begin Dataset excerpts

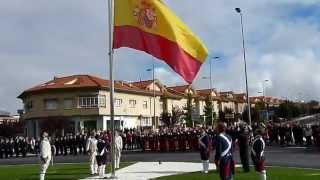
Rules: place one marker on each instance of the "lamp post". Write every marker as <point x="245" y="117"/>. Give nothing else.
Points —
<point x="238" y="10"/>
<point x="154" y="94"/>
<point x="264" y="97"/>
<point x="211" y="87"/>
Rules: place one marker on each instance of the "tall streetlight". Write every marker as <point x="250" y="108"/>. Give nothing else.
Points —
<point x="211" y="87"/>
<point x="264" y="97"/>
<point x="238" y="10"/>
<point x="154" y="94"/>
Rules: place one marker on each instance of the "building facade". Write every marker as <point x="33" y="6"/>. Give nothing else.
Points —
<point x="74" y="103"/>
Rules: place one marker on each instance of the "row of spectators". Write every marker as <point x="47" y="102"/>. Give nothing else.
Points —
<point x="162" y="140"/>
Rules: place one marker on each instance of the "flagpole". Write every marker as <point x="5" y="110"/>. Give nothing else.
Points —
<point x="111" y="52"/>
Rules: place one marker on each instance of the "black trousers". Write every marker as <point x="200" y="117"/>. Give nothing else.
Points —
<point x="244" y="157"/>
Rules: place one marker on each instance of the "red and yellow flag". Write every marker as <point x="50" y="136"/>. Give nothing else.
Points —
<point x="150" y="26"/>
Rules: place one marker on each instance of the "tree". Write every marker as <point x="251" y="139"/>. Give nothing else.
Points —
<point x="188" y="111"/>
<point x="209" y="111"/>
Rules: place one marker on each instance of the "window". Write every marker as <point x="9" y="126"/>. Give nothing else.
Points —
<point x="68" y="103"/>
<point x="145" y="104"/>
<point x="132" y="103"/>
<point x="28" y="106"/>
<point x="118" y="102"/>
<point x="51" y="104"/>
<point x="161" y="106"/>
<point x="102" y="101"/>
<point x="92" y="101"/>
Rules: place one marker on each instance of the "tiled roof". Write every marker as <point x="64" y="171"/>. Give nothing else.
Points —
<point x="206" y="92"/>
<point x="180" y="89"/>
<point x="85" y="81"/>
<point x="142" y="84"/>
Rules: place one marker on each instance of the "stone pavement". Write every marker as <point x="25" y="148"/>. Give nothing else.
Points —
<point x="151" y="170"/>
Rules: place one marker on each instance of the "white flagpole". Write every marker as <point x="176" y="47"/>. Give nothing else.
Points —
<point x="111" y="52"/>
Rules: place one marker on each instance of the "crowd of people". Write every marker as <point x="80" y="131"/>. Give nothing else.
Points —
<point x="160" y="140"/>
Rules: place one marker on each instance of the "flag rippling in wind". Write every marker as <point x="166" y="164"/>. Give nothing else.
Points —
<point x="150" y="26"/>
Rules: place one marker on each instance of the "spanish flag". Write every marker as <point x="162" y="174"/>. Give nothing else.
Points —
<point x="150" y="26"/>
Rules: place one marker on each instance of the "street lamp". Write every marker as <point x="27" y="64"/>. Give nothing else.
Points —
<point x="264" y="97"/>
<point x="238" y="10"/>
<point x="211" y="87"/>
<point x="154" y="94"/>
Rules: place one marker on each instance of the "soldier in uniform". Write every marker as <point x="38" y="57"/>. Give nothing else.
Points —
<point x="79" y="142"/>
<point x="118" y="149"/>
<point x="243" y="139"/>
<point x="91" y="149"/>
<point x="37" y="145"/>
<point x="45" y="155"/>
<point x="57" y="145"/>
<point x="23" y="146"/>
<point x="7" y="148"/>
<point x="204" y="150"/>
<point x="16" y="147"/>
<point x="101" y="156"/>
<point x="257" y="154"/>
<point x="11" y="143"/>
<point x="83" y="143"/>
<point x="2" y="148"/>
<point x="224" y="157"/>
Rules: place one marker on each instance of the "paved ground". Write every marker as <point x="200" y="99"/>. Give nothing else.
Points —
<point x="276" y="156"/>
<point x="151" y="170"/>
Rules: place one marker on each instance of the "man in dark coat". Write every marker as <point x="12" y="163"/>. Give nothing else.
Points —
<point x="243" y="140"/>
<point x="204" y="150"/>
<point x="257" y="154"/>
<point x="224" y="157"/>
<point x="102" y="150"/>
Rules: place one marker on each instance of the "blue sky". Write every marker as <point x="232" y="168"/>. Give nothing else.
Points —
<point x="40" y="39"/>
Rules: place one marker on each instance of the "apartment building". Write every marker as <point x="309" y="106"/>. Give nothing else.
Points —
<point x="72" y="103"/>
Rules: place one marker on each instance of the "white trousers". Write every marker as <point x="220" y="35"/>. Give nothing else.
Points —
<point x="43" y="168"/>
<point x="263" y="175"/>
<point x="117" y="159"/>
<point x="205" y="165"/>
<point x="93" y="163"/>
<point x="102" y="170"/>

end Dataset excerpts

◆ **Set exercise**: How many lines in the material above contain the string "lamp"? Answer with the number only.

◆ **The output**: 2